▸ What this task involves: Find and copy every line of the records that contains the word "blue", matching case exactly.

▸ Available data:

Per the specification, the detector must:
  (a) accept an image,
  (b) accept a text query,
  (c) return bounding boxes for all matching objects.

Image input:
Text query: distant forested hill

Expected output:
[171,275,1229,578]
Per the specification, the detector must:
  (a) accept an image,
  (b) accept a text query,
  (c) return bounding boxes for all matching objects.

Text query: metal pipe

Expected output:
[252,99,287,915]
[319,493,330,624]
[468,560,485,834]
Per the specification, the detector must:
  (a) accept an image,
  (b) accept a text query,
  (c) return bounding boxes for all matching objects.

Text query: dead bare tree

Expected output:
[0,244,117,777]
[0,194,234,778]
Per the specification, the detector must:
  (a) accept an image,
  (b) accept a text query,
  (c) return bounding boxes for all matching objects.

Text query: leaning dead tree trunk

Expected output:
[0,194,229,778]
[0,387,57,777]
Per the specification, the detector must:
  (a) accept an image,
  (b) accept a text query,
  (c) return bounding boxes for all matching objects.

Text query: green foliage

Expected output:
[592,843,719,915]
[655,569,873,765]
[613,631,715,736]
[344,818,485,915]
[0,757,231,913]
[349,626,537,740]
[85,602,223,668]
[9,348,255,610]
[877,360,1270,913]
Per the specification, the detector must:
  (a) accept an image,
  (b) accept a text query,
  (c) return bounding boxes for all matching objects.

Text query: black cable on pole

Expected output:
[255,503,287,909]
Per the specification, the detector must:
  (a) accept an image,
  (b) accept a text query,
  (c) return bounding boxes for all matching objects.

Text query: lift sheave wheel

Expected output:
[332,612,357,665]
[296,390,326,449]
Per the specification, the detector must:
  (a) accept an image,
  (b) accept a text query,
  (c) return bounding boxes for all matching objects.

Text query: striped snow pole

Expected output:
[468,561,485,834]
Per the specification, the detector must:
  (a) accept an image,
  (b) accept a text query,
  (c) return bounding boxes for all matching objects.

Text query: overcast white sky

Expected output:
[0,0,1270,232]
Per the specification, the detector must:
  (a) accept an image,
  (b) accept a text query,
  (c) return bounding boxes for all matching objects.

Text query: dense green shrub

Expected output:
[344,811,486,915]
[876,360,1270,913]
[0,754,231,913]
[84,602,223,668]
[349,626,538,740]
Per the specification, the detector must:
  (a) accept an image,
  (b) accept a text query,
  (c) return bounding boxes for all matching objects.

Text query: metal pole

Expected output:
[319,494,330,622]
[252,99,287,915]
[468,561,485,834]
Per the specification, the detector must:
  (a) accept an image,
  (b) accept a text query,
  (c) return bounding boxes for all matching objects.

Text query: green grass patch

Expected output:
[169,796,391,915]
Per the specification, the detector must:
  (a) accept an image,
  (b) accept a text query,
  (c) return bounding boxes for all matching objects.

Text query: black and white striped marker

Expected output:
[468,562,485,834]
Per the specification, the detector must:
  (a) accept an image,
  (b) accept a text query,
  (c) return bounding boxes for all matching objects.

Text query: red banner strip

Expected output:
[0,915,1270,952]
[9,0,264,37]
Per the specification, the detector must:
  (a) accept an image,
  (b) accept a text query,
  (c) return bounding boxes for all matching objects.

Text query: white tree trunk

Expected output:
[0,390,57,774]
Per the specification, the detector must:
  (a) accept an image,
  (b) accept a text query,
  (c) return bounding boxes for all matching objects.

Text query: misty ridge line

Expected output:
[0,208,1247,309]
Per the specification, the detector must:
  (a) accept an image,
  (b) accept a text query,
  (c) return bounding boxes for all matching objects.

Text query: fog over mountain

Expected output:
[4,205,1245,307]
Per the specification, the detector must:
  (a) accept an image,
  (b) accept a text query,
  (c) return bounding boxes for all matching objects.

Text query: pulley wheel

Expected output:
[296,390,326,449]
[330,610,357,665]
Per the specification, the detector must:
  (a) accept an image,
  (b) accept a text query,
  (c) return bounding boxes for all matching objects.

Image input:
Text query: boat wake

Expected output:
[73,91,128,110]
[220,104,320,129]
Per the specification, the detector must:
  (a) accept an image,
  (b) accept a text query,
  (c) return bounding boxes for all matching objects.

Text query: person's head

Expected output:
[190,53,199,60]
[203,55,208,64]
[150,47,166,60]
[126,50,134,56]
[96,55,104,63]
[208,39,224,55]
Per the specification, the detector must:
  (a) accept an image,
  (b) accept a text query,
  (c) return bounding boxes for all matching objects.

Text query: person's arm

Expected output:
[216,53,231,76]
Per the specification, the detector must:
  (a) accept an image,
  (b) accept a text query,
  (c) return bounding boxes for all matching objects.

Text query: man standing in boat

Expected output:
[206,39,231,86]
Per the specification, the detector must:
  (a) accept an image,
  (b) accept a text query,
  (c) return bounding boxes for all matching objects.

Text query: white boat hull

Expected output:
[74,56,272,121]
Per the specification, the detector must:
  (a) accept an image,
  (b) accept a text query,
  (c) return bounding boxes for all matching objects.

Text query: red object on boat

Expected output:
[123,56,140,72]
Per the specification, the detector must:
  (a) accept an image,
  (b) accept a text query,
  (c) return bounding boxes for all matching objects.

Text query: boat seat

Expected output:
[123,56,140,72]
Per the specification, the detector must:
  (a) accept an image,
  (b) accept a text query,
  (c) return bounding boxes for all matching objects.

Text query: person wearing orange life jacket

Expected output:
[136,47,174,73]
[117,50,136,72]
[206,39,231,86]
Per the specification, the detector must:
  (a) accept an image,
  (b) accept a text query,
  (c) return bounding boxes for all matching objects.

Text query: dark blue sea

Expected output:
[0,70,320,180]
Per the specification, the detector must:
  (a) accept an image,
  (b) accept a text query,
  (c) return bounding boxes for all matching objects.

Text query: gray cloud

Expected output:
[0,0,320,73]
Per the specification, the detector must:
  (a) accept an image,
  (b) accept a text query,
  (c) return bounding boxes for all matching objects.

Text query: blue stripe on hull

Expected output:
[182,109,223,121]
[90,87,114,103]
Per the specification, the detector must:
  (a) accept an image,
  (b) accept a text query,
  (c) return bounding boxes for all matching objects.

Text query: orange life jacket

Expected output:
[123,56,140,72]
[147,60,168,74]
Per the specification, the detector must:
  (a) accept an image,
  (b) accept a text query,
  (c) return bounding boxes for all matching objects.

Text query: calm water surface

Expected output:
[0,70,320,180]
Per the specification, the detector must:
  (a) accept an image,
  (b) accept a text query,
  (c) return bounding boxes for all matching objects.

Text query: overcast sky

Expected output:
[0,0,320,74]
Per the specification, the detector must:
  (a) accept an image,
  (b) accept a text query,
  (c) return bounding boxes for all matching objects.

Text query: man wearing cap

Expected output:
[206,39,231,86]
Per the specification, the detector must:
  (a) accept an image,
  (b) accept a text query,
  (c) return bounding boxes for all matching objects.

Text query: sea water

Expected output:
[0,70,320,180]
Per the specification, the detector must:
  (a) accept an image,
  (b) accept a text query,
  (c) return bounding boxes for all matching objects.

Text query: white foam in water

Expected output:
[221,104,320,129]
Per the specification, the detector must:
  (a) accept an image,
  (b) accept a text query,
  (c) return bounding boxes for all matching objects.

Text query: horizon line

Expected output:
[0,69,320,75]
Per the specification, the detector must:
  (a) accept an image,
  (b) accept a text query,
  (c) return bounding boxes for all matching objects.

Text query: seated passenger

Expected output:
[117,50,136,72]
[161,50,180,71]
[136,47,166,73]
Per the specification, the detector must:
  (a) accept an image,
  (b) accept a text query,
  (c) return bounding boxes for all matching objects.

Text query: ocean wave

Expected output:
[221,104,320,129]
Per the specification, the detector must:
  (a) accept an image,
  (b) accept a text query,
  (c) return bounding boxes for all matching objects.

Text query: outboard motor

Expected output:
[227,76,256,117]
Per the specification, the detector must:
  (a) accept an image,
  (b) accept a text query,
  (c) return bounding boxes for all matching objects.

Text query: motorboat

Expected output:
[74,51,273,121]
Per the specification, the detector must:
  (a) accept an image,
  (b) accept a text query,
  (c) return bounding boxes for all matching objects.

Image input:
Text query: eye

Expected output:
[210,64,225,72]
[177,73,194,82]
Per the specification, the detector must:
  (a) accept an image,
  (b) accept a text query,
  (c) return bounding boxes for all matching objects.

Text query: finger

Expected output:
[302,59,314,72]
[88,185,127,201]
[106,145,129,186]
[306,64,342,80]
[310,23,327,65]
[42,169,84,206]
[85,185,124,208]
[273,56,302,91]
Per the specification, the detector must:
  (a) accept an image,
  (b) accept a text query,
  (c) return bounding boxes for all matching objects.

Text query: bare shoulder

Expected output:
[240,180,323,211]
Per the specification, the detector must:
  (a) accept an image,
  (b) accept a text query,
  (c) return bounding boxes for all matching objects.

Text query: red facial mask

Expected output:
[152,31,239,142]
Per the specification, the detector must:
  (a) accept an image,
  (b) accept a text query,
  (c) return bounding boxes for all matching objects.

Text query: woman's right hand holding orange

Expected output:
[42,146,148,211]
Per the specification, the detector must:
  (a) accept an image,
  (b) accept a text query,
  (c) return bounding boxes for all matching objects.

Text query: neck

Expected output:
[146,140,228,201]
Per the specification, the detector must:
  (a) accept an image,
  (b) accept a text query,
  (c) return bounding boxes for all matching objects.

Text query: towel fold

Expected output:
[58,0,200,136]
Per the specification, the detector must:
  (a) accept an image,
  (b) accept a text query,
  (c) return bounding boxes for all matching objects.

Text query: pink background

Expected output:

▸ Result:
Text query: dark blue sea
Text query: blue stripe on hull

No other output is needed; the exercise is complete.